## Recorded data
##########

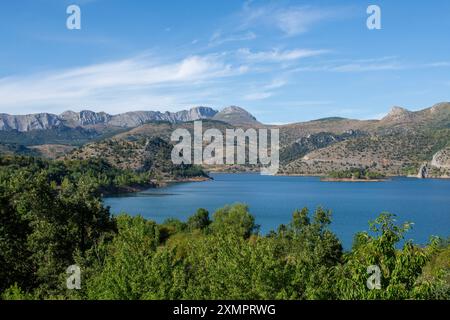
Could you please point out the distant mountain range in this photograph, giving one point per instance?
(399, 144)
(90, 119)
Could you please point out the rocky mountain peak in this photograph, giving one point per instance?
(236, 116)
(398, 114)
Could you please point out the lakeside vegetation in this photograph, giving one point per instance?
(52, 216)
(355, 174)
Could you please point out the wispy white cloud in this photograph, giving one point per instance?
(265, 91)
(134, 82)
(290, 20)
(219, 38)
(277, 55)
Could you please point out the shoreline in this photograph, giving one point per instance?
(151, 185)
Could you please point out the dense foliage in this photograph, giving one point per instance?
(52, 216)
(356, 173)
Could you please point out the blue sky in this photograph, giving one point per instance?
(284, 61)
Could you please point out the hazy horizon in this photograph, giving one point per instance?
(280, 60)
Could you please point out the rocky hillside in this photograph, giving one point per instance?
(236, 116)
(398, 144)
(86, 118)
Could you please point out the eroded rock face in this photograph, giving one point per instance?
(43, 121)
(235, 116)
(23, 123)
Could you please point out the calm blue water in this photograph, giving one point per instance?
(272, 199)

##########

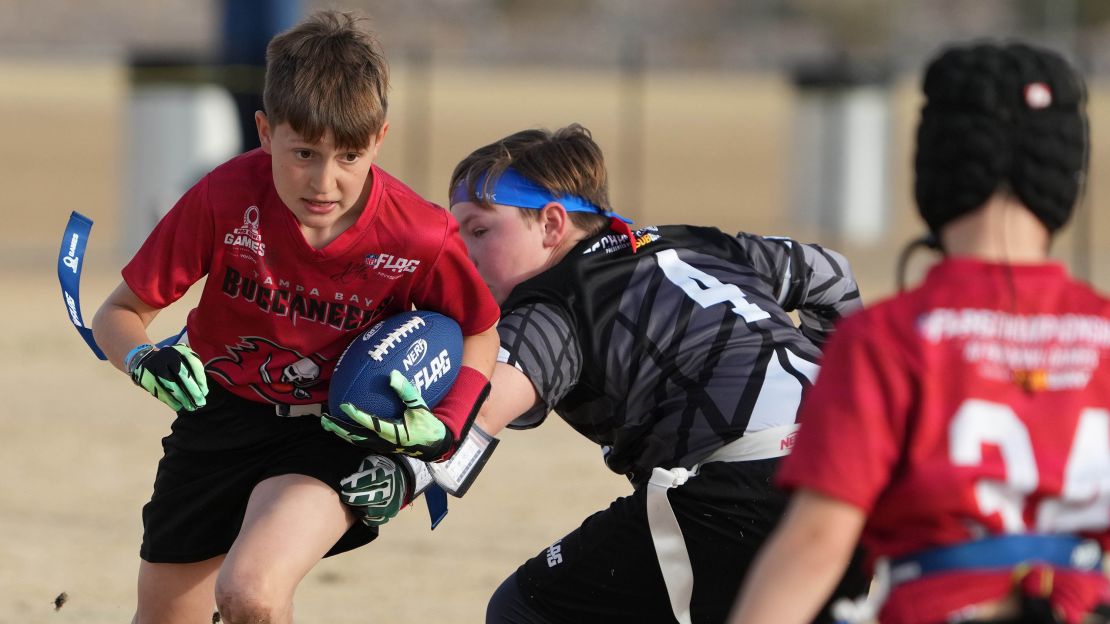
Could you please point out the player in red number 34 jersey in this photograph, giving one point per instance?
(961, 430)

##########

## Goal of the exercise
Return every line of the records above that contains the string "rocky", matching case exactly.

## Exercise answer
Could you please point out the rocky mountain peak in this photograph, giving one point per instance?
Could you please point out the rocky hillside in this photograph, giving one point per instance?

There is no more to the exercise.